- _Selected text_
+---+

Hamilton isn't the only theatrical revolution going on in New York. Another smaller revolution unfolds every night during a one-act, off-Broadway play called Straight. Written by Scott Elmegreen and Drew Fornarola, Straight is about a revolution of expectations. One's own. One's friends'. And society's.
Ben (played by Jake Epstein), a 26-year-old Wall Streeter, has been seeing Emily (Jenna Gavigan), a cancer researcher, for five years. At the same time, Ben has started seeing Chris (Thomas E. Sullivan), a 20-year-old guy he meets on a gay dating app.
After meeting at Princeton University, where Scott and Drew wrote musicals and a short play together, they decided to write a full-length play. "Sexuality is something that's changing so rapidly in our cultural context, our views of it," Scott told me in a recent interview, "and this seemed like a way to enter the conversation through a lens that really hasn't been explored so much in theater."
Straight (one of whose producers, Bruce Robert Harris, is my oldest friend) consists of three people talking and/or having sex on Ben's sofa. It's a play filled with fears, dreams, and ideas. It's a play about talking that is meant to get people talking.
"One thing that was interesting to us," Drew said, "in addition to writing about sexuality generally, was how people at that age in life make decisions about their life partner. That's one of the biggest decisions that anyone will make in their life. In a very unscientific way, we try to wade through all of the conflicting factors as we try to settle our lives in our 20s. That was something that really interested us."
And gender is only the beginning. "If you take gender out of the equation," said Scott, "different people offer different things in a relationship. You [might] have great sexual chemistry with one person but share similar professional interests with another person. Ben finds himself caught between one set of qualities that he falls in love with, with Chris, but is already in love with a totally different set of qualities in Emily. How do you decide where to go from there?"
Ben's scenes with Emily are very forced. It feels as if the two of them have only recently met and they're are doing all they can to connect. In sharp contrast, the scenes with Ben and Chris are calm, comfortable, natural. It feels as if they've known each other for a very long time -- which is how Ben and Emily should feel, but don't.

+---+

- _Given data_
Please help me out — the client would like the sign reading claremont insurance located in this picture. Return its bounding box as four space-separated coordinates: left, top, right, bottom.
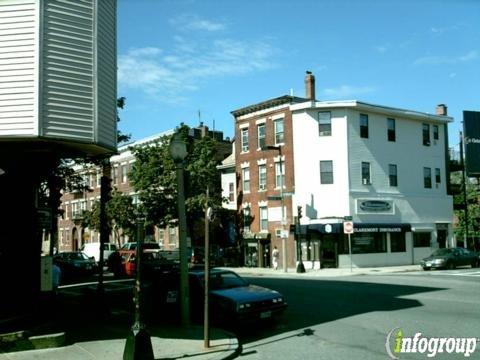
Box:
357 199 395 215
463 111 480 177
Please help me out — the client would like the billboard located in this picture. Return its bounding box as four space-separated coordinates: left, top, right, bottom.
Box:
463 111 480 177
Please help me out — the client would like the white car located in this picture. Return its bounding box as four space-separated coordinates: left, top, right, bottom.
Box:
81 242 117 263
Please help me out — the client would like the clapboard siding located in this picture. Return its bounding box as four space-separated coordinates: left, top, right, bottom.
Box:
96 0 117 148
42 1 95 142
0 0 38 136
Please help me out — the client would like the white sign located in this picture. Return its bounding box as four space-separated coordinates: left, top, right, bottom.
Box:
343 221 353 234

+---+

Rewrite the stretch from "Ben's scenes with" through "feel, but don't." of the piece about the play Straight, replacing "forced" with "strained". Rely only on the piece about the play Straight.

- _Answer section_
Ben's scenes with Emily are very strained. It feels as if the two of them have only recently met and they're are doing all they can to connect. In sharp contrast, the scenes with Ben and Chris are calm, comfortable, natural. It feels as if they've known each other for a very long time -- which is how Ben and Emily should feel, but don't.